_Direction 1_. Transcribe the listing verbatim, starting with the line that contains "background vegetation -> masks, each instance" and continuing through the last line of the listing, both included. Leave the pictures out.

== Given passage

Those supportive of renewables argue that energy subsidies are simply a bridge to an inevitable triumph of that technology. Over the past 40 years there have been endless forecasts that wind/solar will soon be cheaper than fossil fuel generated electricity. With good reason, those publicising such forecasts never argue for the corollary: an abandonment of subsidies.

For Australia, wind costs are at least $100 per MWh – contracts signed at less than this include the RET subsidy (the forward price of which is $50 per MWh). Solar and batteries are even more expensive, though batteries will likely have a role in providing ancillary services in a renewable system.

Coal-based generation with existing plant can be profitable at well under $40 per MWh — although, as discussed, not once refurbishment becomes necessary. Some studies estimate new coal based investment in Australia requires a price exceeding $75 per MWh though studies by The Minerals Council of Australia estimated that a High Efficiency Low Emission plant would be economic at under $50 per MWh and experimental work involving gasification put the costs even lower.

All this said, the ultimate test is that of the market and the way to explore this is to allow markets to operate without government subsidies and other interferences, just as they did in Australia 15 years ago. This will provide the most efficient mix of generation.
Quadrant Online

And the virgin said to the unicorn, “don’t worry, what looks like complete chaos is really a perfectly predictable system of power generation” …

9 thoughts on “Dunce School: Electricity Generation 101 for the Wind & Sun Worshipper

  1. A couple of comments here use the term “pre-Edison”. Edison’s power supply was DC – impractical for large scale distribution and supply. The term should be “pre-Tesla” or “pre-Westinghouse”, as the inventor and developer of AC systems.

    1. We like the term ‘pre-steam’ to describe weather (and subsidy) dependent wind power. It is a power source that was made redundant when we harnessed thermal power to generate motive force, it’s still redundant.

  2. A nice exposition of the basic problems. Base Load coal being crippled by forced running as swing producer. Nameplate wind being really a measure of the size of periodic disruption spikes. Subsidy Farming being the main advantage of “renewables” driving actual customer prices through the roof.

====
== Task inputs

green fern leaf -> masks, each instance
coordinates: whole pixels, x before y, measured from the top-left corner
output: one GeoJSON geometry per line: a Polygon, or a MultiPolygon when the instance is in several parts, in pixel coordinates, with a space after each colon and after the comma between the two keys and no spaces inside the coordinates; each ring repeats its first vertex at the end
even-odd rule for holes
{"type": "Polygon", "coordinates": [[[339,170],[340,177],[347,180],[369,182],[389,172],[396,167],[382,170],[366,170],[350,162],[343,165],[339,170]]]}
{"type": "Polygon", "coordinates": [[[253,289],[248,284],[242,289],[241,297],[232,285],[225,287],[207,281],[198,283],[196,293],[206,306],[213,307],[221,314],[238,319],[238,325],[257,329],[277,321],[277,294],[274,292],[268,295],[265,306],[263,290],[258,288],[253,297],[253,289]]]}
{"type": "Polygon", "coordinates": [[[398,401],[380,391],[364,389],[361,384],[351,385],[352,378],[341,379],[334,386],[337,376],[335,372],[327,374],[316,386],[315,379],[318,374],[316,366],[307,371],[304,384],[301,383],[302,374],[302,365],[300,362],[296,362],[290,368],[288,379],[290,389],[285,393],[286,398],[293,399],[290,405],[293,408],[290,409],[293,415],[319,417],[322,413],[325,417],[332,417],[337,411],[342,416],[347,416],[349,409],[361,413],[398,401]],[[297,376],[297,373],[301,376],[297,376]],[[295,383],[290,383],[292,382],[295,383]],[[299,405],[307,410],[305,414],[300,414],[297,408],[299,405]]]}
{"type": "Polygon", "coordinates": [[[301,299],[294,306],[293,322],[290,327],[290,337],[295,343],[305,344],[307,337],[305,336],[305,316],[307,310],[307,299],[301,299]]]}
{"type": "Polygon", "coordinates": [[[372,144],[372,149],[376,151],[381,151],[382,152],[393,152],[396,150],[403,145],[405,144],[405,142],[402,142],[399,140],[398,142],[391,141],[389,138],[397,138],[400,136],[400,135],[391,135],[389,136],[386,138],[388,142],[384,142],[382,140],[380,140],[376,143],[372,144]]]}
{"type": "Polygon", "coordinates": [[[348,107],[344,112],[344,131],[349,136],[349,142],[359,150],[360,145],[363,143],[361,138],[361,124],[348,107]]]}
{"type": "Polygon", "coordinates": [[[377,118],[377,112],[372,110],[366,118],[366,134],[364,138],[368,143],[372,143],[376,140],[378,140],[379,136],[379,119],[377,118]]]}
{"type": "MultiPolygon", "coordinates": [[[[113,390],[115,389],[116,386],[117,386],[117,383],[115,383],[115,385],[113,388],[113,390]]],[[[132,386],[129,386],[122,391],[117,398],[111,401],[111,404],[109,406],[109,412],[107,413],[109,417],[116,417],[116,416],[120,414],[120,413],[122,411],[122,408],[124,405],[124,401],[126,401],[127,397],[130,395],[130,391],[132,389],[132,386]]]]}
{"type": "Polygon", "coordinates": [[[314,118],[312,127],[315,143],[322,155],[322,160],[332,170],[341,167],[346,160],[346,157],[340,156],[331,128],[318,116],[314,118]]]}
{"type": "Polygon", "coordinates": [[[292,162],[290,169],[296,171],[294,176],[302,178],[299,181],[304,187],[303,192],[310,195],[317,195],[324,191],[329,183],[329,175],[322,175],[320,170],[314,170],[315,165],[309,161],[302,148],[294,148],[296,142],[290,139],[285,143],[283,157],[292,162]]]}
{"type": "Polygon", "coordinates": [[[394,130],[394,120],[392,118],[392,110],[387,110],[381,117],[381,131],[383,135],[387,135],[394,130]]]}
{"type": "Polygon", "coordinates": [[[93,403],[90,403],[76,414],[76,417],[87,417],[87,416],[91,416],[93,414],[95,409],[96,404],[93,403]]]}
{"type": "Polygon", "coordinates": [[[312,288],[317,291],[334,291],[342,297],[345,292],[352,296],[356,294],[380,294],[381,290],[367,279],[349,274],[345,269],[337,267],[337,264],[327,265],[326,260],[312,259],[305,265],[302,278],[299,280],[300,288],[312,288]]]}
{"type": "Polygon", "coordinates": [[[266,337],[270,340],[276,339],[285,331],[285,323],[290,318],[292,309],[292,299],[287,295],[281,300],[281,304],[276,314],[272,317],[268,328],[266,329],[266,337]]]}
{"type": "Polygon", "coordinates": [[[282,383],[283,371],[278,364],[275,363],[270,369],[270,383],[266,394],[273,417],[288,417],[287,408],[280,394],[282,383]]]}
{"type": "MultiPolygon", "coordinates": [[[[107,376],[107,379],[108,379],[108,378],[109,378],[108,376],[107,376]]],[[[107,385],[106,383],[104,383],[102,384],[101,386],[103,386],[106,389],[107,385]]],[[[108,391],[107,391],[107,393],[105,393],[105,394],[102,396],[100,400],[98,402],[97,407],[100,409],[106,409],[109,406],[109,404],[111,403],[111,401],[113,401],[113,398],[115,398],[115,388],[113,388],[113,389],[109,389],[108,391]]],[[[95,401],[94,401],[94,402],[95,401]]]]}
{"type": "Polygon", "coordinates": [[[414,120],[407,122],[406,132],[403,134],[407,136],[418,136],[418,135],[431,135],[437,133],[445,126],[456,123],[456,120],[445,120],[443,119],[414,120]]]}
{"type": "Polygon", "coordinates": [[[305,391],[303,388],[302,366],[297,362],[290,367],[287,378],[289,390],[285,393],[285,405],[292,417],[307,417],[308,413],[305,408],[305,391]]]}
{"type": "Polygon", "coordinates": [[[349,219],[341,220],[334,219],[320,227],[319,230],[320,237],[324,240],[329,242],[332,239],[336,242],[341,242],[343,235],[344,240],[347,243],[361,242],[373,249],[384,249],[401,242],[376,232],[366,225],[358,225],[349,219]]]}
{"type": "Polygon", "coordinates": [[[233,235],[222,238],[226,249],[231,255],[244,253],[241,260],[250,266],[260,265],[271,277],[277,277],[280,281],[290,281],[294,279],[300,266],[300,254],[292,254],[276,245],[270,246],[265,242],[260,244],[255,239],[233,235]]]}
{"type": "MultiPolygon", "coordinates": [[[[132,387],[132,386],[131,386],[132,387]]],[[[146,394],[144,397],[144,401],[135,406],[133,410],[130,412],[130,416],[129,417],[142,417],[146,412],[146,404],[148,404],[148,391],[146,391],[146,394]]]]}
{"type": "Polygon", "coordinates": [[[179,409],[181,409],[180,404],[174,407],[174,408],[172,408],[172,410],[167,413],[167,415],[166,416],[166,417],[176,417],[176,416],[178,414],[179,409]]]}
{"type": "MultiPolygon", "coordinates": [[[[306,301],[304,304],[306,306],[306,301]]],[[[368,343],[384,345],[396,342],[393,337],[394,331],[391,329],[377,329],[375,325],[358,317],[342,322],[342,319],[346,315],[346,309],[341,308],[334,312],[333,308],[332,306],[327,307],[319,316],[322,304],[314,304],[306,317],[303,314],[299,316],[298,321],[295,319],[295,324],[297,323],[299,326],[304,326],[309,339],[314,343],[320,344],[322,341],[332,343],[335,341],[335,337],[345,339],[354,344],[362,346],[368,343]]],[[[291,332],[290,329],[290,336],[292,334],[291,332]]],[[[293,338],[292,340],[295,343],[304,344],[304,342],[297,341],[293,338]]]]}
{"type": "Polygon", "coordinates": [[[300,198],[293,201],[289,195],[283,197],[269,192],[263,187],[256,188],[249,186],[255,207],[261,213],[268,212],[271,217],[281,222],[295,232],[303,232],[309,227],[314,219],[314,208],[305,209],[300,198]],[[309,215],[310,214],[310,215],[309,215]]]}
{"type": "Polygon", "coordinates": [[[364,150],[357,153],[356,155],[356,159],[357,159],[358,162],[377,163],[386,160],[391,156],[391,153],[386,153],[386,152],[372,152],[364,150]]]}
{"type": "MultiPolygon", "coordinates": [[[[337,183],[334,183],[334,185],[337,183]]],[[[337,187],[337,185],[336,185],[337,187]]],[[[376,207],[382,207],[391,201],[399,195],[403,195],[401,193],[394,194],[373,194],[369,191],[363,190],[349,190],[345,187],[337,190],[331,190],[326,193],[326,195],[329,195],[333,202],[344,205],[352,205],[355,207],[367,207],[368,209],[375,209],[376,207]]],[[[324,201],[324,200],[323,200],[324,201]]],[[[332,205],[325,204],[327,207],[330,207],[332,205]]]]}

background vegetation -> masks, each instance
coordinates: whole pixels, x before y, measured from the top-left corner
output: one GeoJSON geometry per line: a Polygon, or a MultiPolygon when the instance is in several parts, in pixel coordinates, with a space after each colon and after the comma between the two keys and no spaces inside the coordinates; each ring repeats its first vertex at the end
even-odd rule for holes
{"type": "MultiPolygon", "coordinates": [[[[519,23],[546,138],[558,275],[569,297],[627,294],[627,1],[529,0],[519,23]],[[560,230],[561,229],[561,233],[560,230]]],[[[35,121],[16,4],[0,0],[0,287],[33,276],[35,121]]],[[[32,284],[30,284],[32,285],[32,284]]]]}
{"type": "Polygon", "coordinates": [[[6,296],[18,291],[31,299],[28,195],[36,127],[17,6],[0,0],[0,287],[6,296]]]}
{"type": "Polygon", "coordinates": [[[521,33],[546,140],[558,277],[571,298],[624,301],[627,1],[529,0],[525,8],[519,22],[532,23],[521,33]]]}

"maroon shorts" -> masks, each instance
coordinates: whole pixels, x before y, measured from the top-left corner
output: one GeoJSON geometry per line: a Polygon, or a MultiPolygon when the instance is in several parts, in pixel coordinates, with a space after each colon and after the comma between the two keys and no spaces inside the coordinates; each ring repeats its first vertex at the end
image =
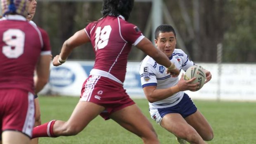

====

_Direction 2_. According to the passage on electricity generation costs, what is the forward price of the RET subsidy?

_Full answer 1_.
background vegetation -> masks, each instance
coordinates: whole pixels, x before y, measured from the top-left corner
output: one GeoJSON geometry per line: a Polygon, or a MultiPolygon when the instance is in several parts, in pixel coordinates, with a space after each colon and after the comma between the two keys and no spaces inside the coordinates; each ring repeats its first vertex at the end
even-odd rule for holes
{"type": "MultiPolygon", "coordinates": [[[[519,23],[546,138],[558,275],[569,297],[627,294],[627,1],[529,0],[519,23]],[[560,230],[561,229],[561,233],[560,230]]],[[[35,121],[16,4],[0,0],[0,287],[33,276],[35,121]]],[[[32,284],[30,284],[32,285],[32,284]]]]}
{"type": "Polygon", "coordinates": [[[6,296],[18,291],[31,299],[28,195],[36,127],[17,6],[0,0],[0,287],[6,296]]]}
{"type": "Polygon", "coordinates": [[[521,33],[546,140],[558,277],[571,298],[624,301],[627,1],[529,0],[525,8],[519,22],[532,23],[521,33]]]}

"maroon shorts" -> masks, each instance
coordinates: whole pixels, x before y, measured from the top-left corner
output: one GeoJSON geometry per line: a Polygon, or a MultiPolygon when the instance is in several parts, in pixel coordinates, with a space after each colon and after the comma between the two keys and no spaces inside the coordinates; each ring repeats its first vertex at the end
image =

_Full answer 2_. $50 per MWh.